EXERCISE GOAL:
Will you restate verbatim the lines running from the line with "backpack, one per instance" to the end of the data, leaving out everything else?

+++ EXTRACTED RECORDS +++

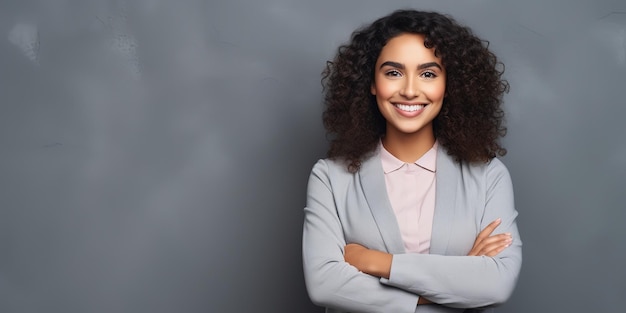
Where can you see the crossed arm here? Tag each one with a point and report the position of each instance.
(346, 276)
(378, 263)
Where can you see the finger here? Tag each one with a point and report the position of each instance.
(495, 247)
(486, 232)
(496, 250)
(490, 243)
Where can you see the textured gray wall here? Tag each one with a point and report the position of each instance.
(154, 154)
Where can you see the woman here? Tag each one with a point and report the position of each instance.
(412, 211)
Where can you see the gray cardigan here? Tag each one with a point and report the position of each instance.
(344, 207)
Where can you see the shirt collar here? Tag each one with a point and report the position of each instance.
(428, 161)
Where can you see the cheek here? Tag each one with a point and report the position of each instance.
(384, 89)
(436, 92)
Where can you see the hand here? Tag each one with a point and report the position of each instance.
(487, 245)
(373, 262)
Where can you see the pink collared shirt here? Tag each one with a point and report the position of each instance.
(411, 190)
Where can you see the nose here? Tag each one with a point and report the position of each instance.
(410, 88)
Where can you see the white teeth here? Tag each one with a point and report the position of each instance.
(409, 108)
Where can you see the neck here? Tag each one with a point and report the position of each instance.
(408, 147)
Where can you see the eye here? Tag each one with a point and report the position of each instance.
(393, 73)
(429, 75)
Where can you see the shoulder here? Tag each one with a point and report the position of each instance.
(330, 168)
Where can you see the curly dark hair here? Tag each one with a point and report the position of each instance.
(470, 122)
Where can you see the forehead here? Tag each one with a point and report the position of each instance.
(407, 48)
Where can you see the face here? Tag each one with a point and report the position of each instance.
(409, 85)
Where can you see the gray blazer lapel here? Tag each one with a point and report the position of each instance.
(375, 191)
(445, 199)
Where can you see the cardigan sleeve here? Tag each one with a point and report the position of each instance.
(330, 281)
(468, 281)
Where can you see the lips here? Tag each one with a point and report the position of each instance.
(409, 107)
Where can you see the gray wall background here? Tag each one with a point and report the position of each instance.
(154, 154)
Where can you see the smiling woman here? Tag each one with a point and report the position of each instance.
(412, 211)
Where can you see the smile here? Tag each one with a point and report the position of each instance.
(409, 108)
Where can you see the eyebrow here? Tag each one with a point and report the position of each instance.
(419, 67)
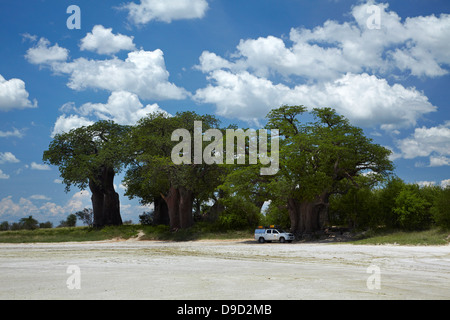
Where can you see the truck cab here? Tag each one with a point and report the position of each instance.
(272, 233)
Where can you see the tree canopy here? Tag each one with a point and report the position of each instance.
(92, 156)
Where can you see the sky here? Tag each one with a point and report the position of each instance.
(65, 64)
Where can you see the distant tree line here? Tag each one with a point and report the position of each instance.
(329, 173)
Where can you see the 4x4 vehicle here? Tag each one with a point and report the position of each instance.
(272, 233)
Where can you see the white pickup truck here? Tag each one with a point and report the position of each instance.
(263, 234)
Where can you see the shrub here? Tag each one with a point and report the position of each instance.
(441, 209)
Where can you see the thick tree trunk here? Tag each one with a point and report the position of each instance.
(161, 212)
(308, 216)
(173, 202)
(185, 207)
(179, 203)
(105, 200)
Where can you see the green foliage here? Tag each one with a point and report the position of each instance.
(70, 221)
(86, 216)
(29, 223)
(412, 209)
(80, 153)
(151, 170)
(276, 214)
(441, 209)
(238, 214)
(146, 218)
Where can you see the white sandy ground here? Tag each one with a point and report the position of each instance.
(223, 270)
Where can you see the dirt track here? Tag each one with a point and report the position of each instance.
(236, 270)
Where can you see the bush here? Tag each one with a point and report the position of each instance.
(412, 209)
(238, 214)
(441, 209)
(146, 218)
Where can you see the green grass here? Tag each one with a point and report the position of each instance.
(80, 234)
(432, 237)
(76, 234)
(198, 232)
(202, 232)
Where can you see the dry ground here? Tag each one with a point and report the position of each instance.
(235, 270)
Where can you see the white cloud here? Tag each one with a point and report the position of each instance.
(364, 99)
(426, 183)
(143, 73)
(79, 201)
(66, 123)
(42, 53)
(439, 161)
(166, 11)
(21, 209)
(41, 167)
(103, 41)
(445, 183)
(14, 133)
(3, 176)
(8, 157)
(419, 45)
(39, 197)
(431, 142)
(13, 95)
(339, 65)
(26, 207)
(122, 107)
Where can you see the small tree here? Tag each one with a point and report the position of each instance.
(86, 216)
(412, 209)
(4, 226)
(71, 221)
(441, 209)
(46, 225)
(92, 156)
(29, 223)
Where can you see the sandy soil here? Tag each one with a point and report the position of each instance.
(235, 270)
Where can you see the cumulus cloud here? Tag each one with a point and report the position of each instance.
(41, 167)
(102, 41)
(431, 142)
(11, 209)
(65, 123)
(364, 99)
(445, 183)
(13, 95)
(122, 107)
(166, 11)
(14, 133)
(342, 65)
(43, 53)
(3, 176)
(143, 73)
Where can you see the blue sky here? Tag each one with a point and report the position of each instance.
(384, 65)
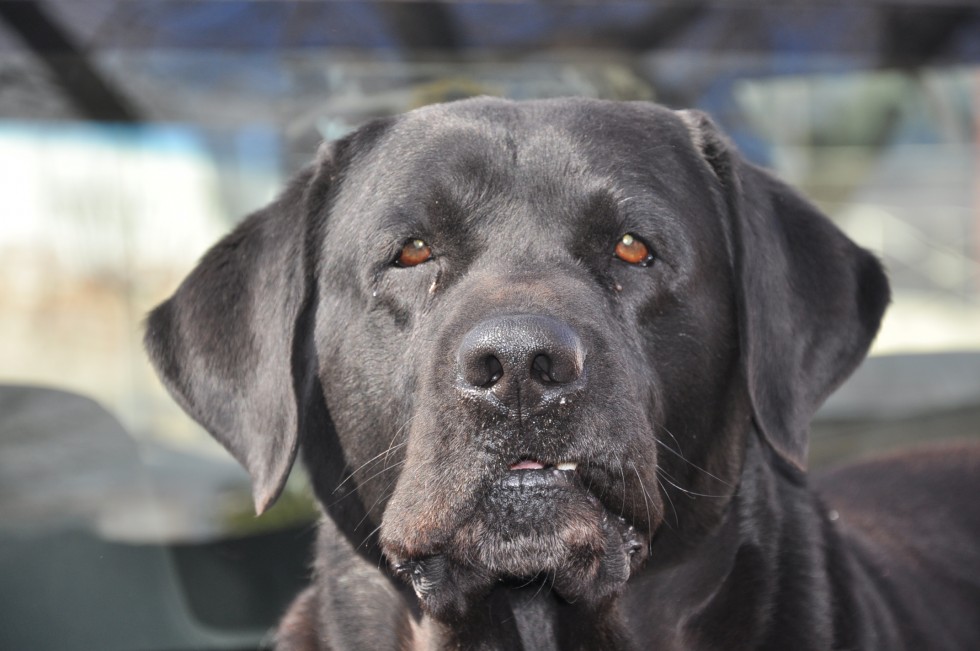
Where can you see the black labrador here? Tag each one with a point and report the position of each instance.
(551, 367)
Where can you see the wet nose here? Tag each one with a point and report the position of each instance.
(522, 360)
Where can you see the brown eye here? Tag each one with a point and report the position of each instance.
(631, 249)
(414, 252)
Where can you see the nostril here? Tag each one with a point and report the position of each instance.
(495, 371)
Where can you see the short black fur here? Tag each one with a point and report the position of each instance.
(630, 471)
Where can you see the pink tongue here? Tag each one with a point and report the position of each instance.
(527, 465)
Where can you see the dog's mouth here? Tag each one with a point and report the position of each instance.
(537, 521)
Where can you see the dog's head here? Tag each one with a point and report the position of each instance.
(542, 332)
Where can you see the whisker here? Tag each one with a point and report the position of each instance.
(391, 448)
(643, 490)
(673, 508)
(684, 459)
(375, 459)
(690, 493)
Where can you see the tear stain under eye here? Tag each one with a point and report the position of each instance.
(435, 283)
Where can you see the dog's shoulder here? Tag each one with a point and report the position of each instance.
(910, 522)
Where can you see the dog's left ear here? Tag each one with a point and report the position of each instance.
(810, 301)
(226, 343)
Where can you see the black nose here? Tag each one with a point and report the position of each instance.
(522, 360)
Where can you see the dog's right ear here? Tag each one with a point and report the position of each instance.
(225, 343)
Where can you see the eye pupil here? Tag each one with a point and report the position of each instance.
(632, 250)
(414, 252)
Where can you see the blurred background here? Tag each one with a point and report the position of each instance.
(134, 133)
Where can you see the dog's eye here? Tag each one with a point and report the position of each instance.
(633, 250)
(414, 252)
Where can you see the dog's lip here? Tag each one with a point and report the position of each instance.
(532, 464)
(544, 478)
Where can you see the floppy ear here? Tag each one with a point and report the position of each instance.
(810, 300)
(224, 344)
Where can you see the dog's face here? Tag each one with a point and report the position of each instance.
(536, 327)
(522, 312)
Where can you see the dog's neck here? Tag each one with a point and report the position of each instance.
(692, 594)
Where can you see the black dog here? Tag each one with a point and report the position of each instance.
(551, 366)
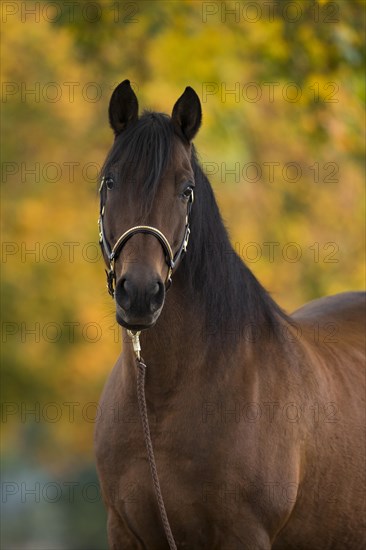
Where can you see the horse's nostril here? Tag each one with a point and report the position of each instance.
(155, 289)
(124, 297)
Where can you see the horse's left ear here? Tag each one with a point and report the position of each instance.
(187, 114)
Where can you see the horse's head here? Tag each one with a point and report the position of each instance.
(146, 192)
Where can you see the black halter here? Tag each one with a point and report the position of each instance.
(112, 254)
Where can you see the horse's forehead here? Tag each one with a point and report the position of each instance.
(181, 154)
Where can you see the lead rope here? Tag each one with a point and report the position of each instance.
(141, 373)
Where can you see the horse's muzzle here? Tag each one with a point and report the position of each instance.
(139, 300)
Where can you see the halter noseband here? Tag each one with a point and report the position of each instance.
(171, 259)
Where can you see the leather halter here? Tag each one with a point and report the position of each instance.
(112, 254)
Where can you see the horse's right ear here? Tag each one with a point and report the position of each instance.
(123, 107)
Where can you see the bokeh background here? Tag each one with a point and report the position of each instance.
(282, 89)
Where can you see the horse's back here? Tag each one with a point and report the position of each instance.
(337, 319)
(347, 306)
(332, 334)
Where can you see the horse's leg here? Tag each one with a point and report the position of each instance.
(120, 536)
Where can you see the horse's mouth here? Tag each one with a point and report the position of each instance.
(135, 323)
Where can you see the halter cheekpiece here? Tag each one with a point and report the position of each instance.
(112, 254)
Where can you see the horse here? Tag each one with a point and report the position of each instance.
(256, 425)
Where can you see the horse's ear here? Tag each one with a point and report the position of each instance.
(187, 114)
(123, 107)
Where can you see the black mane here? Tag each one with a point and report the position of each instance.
(213, 273)
(237, 306)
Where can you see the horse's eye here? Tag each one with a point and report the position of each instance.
(188, 192)
(109, 182)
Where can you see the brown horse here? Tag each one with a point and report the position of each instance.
(257, 426)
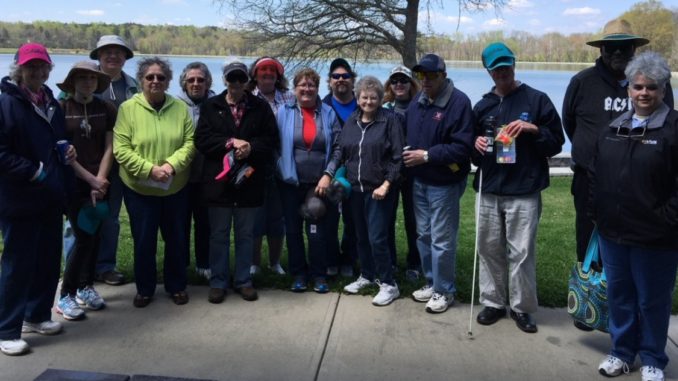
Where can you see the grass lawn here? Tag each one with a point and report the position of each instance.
(555, 251)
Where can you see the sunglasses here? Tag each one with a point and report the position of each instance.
(195, 79)
(342, 75)
(233, 78)
(651, 87)
(402, 81)
(430, 75)
(157, 77)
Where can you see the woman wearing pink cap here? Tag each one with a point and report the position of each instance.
(34, 178)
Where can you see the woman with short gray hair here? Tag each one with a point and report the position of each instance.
(370, 147)
(638, 153)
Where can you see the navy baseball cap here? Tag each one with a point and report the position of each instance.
(430, 63)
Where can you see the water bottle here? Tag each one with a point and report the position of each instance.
(490, 129)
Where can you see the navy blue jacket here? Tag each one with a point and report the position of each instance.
(28, 137)
(445, 129)
(530, 172)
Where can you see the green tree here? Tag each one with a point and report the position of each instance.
(655, 22)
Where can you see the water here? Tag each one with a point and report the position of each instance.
(471, 78)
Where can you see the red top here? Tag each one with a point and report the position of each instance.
(309, 129)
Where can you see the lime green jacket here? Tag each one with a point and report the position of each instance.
(144, 137)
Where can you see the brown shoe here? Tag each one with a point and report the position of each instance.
(216, 295)
(180, 298)
(141, 301)
(248, 293)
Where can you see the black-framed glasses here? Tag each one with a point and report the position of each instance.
(341, 75)
(650, 87)
(401, 80)
(237, 77)
(430, 75)
(632, 132)
(156, 77)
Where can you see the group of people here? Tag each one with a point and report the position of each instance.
(265, 160)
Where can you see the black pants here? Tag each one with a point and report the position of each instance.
(81, 264)
(583, 224)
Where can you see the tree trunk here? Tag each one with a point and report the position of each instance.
(409, 44)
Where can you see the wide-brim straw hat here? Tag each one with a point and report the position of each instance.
(89, 67)
(618, 30)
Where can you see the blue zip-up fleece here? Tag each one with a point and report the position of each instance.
(288, 116)
(530, 172)
(371, 152)
(445, 129)
(28, 136)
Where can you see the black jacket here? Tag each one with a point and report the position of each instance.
(371, 152)
(28, 137)
(530, 172)
(634, 184)
(215, 126)
(592, 100)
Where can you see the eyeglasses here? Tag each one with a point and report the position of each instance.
(402, 81)
(430, 75)
(650, 87)
(233, 78)
(156, 77)
(309, 86)
(341, 75)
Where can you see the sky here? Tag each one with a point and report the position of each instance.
(534, 16)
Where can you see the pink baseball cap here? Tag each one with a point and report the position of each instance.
(31, 51)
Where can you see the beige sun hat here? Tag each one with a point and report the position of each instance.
(618, 30)
(89, 67)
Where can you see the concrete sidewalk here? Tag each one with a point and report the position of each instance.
(287, 336)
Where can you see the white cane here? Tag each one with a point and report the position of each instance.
(475, 253)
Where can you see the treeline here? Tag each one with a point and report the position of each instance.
(649, 19)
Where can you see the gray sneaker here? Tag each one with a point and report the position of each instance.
(90, 298)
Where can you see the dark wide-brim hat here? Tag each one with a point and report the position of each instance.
(88, 67)
(618, 30)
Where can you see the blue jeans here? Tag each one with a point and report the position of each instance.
(147, 214)
(639, 286)
(436, 208)
(292, 199)
(29, 270)
(110, 227)
(220, 225)
(371, 219)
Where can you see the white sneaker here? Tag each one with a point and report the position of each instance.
(612, 366)
(387, 294)
(277, 269)
(423, 294)
(13, 347)
(356, 286)
(439, 302)
(47, 327)
(650, 373)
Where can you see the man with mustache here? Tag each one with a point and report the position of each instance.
(594, 97)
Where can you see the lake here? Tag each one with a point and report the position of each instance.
(469, 77)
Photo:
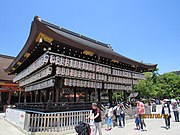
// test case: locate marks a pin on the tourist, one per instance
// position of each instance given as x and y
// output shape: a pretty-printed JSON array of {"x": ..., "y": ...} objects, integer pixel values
[
  {"x": 96, "y": 116},
  {"x": 109, "y": 116},
  {"x": 141, "y": 111},
  {"x": 167, "y": 113},
  {"x": 137, "y": 121},
  {"x": 154, "y": 106},
  {"x": 117, "y": 110},
  {"x": 175, "y": 110}
]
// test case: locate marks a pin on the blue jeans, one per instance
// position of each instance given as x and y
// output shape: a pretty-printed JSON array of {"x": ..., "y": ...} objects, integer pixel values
[
  {"x": 176, "y": 116},
  {"x": 109, "y": 121},
  {"x": 121, "y": 117}
]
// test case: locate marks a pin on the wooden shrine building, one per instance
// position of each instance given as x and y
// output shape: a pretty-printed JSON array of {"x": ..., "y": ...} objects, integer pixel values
[
  {"x": 62, "y": 70},
  {"x": 9, "y": 91}
]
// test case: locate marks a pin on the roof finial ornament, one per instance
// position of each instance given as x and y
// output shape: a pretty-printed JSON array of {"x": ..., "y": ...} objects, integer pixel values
[{"x": 38, "y": 18}]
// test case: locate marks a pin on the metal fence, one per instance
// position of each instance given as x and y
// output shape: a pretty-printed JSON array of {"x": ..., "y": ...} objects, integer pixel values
[{"x": 55, "y": 122}]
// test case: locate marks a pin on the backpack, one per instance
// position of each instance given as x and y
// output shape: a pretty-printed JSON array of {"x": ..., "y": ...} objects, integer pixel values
[{"x": 83, "y": 128}]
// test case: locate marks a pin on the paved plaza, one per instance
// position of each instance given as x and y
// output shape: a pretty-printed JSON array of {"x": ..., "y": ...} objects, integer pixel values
[{"x": 155, "y": 127}]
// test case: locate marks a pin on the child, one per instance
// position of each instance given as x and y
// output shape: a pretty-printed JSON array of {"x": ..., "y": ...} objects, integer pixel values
[
  {"x": 109, "y": 115},
  {"x": 137, "y": 121}
]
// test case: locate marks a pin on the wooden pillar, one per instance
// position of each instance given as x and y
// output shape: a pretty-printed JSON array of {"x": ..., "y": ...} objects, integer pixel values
[
  {"x": 25, "y": 97},
  {"x": 110, "y": 96},
  {"x": 74, "y": 94},
  {"x": 31, "y": 98},
  {"x": 125, "y": 95},
  {"x": 19, "y": 100},
  {"x": 9, "y": 98},
  {"x": 45, "y": 93},
  {"x": 40, "y": 95},
  {"x": 50, "y": 94},
  {"x": 86, "y": 92},
  {"x": 36, "y": 95},
  {"x": 99, "y": 95},
  {"x": 58, "y": 86},
  {"x": 52, "y": 97},
  {"x": 89, "y": 95},
  {"x": 0, "y": 98}
]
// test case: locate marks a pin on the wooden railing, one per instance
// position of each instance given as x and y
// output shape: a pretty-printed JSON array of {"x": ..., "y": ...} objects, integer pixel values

+++

TASK RESULT:
// test case: locate marks a pin on the backpack, one per instance
// position of each instance given as x and y
// output shape: a pretty-printed JSON array of {"x": ..., "y": ...} objects, integer pixel values
[{"x": 83, "y": 128}]
// test case: locate marks a pin on the paved plaza, one per instance
// position of each instance given as x and y
// output shape: a pretty-printed JSON array of {"x": ..., "y": ...} objects, integer pixel values
[{"x": 155, "y": 127}]
// test case: locate marks a pin on the child, one per instance
// position of each instance given as x and y
// output shape: a pretty-printed JSON array of {"x": ..., "y": ...} objects, integer pixel values
[
  {"x": 109, "y": 115},
  {"x": 137, "y": 121}
]
// test case: locate marks a pin on the wooden pillar, one per instance
// position of each instance given as x and y
// output shape: a pretty-printed JSON array of {"x": ..., "y": ...} objects, integer pixel values
[
  {"x": 25, "y": 97},
  {"x": 110, "y": 96},
  {"x": 74, "y": 94},
  {"x": 31, "y": 98},
  {"x": 125, "y": 95},
  {"x": 19, "y": 100},
  {"x": 9, "y": 98},
  {"x": 45, "y": 93},
  {"x": 40, "y": 95},
  {"x": 50, "y": 94},
  {"x": 86, "y": 92},
  {"x": 36, "y": 95},
  {"x": 99, "y": 95},
  {"x": 58, "y": 86},
  {"x": 52, "y": 97},
  {"x": 89, "y": 95},
  {"x": 0, "y": 98}
]
// test case: locate marks a pin on the wooden railing, one per instance
// position of each instance given as x and y
// output shape: a pretty-printed JSON array of {"x": ..., "y": ...} objects, integer pixel values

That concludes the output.